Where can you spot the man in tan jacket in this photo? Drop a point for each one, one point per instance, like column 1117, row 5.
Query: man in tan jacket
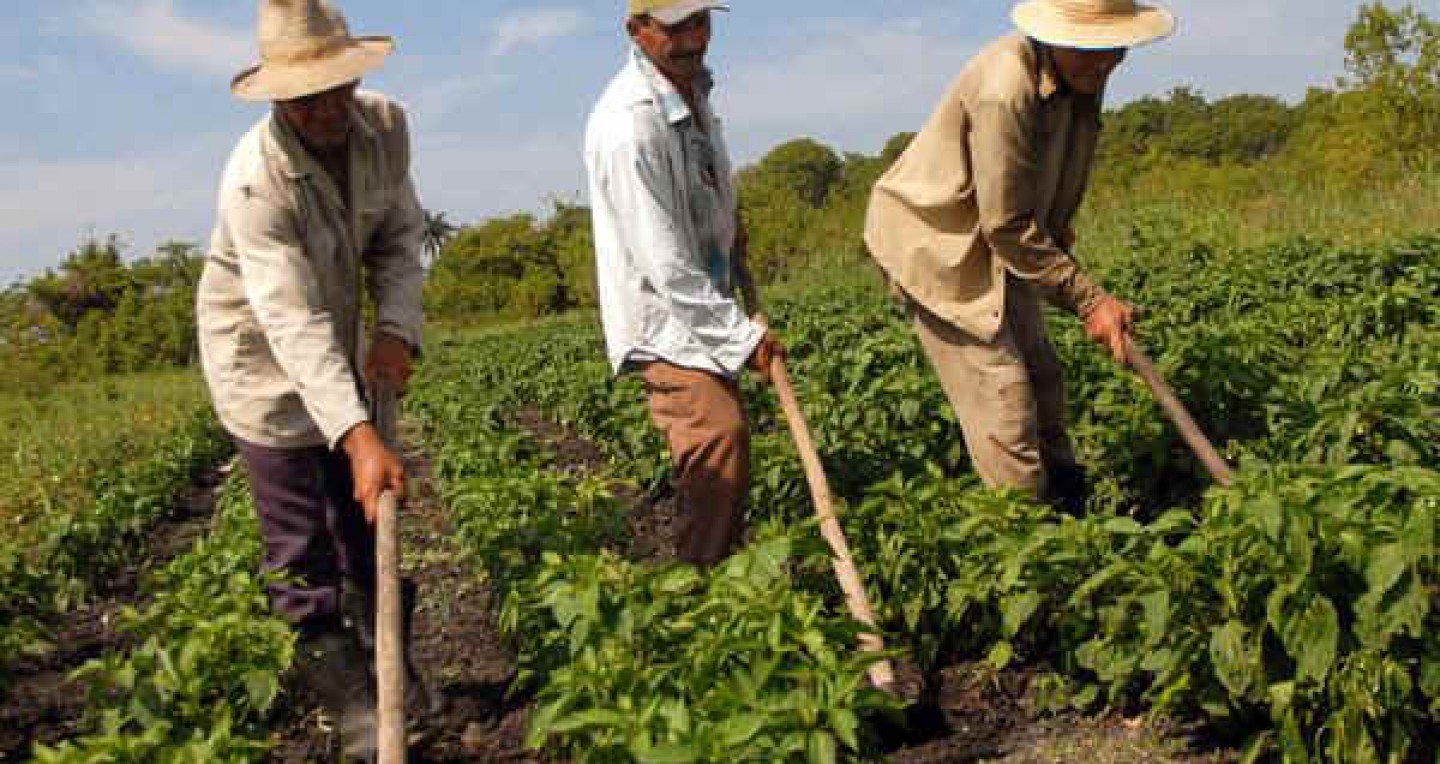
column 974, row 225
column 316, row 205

* * *

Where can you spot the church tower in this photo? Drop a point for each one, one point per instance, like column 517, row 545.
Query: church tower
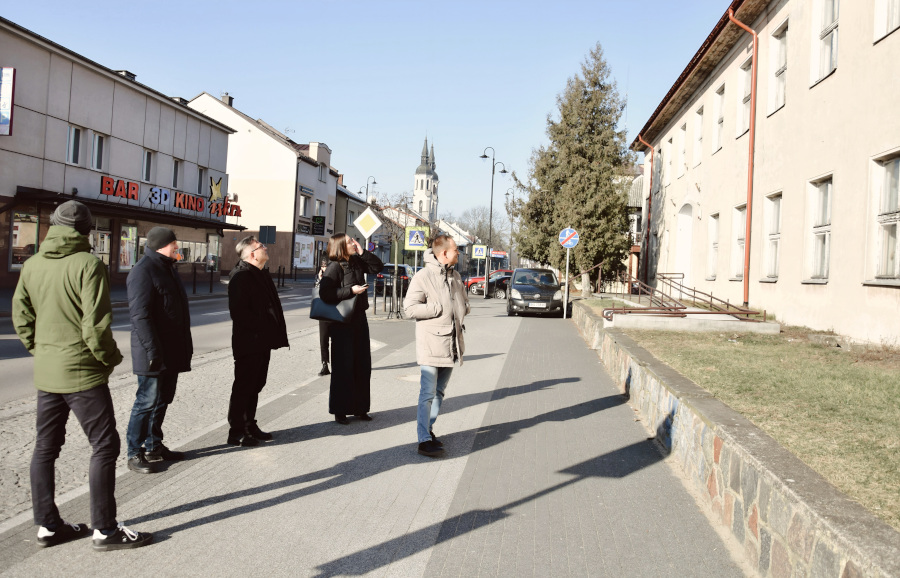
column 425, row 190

...

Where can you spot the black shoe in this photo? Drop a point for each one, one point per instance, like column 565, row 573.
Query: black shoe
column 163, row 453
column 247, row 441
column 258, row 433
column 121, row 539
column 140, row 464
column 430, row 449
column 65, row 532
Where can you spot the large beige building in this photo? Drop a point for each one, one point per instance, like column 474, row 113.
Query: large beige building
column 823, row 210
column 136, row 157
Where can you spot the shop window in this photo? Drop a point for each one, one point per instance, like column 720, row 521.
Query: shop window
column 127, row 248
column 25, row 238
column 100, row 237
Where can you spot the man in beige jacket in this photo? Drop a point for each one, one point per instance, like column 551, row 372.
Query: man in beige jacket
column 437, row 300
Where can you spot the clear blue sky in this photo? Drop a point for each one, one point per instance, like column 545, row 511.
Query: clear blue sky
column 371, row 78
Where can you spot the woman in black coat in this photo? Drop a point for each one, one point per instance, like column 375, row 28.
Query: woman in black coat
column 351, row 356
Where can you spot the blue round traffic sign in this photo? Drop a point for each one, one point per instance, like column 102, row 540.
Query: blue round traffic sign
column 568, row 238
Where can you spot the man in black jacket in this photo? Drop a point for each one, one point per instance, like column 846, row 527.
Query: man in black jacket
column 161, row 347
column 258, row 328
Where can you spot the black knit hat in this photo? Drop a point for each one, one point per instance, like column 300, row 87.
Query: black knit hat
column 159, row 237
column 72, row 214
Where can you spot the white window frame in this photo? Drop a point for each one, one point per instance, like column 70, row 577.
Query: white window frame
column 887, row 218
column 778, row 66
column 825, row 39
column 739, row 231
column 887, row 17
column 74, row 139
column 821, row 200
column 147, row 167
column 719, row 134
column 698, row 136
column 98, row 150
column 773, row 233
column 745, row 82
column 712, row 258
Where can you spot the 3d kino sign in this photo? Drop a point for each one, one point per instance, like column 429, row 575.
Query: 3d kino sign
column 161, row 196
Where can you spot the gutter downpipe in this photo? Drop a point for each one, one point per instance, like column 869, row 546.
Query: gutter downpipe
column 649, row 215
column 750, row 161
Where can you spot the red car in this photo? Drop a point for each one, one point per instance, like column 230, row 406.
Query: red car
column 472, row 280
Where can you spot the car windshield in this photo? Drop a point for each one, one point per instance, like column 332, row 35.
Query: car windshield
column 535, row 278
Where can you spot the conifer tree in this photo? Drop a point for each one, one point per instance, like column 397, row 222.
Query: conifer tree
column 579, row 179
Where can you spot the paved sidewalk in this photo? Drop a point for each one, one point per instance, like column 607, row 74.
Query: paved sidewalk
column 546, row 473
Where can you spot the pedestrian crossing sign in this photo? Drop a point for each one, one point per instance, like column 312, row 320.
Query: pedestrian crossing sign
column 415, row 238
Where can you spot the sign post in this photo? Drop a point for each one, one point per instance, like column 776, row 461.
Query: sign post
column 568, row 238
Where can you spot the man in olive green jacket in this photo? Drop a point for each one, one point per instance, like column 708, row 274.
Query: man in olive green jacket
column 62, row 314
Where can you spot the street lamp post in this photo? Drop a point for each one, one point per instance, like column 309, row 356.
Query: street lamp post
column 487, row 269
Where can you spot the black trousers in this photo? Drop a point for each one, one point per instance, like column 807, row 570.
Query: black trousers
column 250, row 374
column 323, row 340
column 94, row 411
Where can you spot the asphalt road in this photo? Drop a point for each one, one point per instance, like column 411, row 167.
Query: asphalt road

* _What to do_
Format the part of the data above that opens with the line containing "Where can you spot the 3d" and closes with the line containing "column 161, row 196", both of those lines included, as a JSON list of strings with one string per line and no blank lines.

* _Reply_
[
  "Where can you spot the 3d kino sign in this photo? Drop a point for each one, one point per instance, like column 429, row 575.",
  "Query: 3d kino sign",
  "column 161, row 196"
]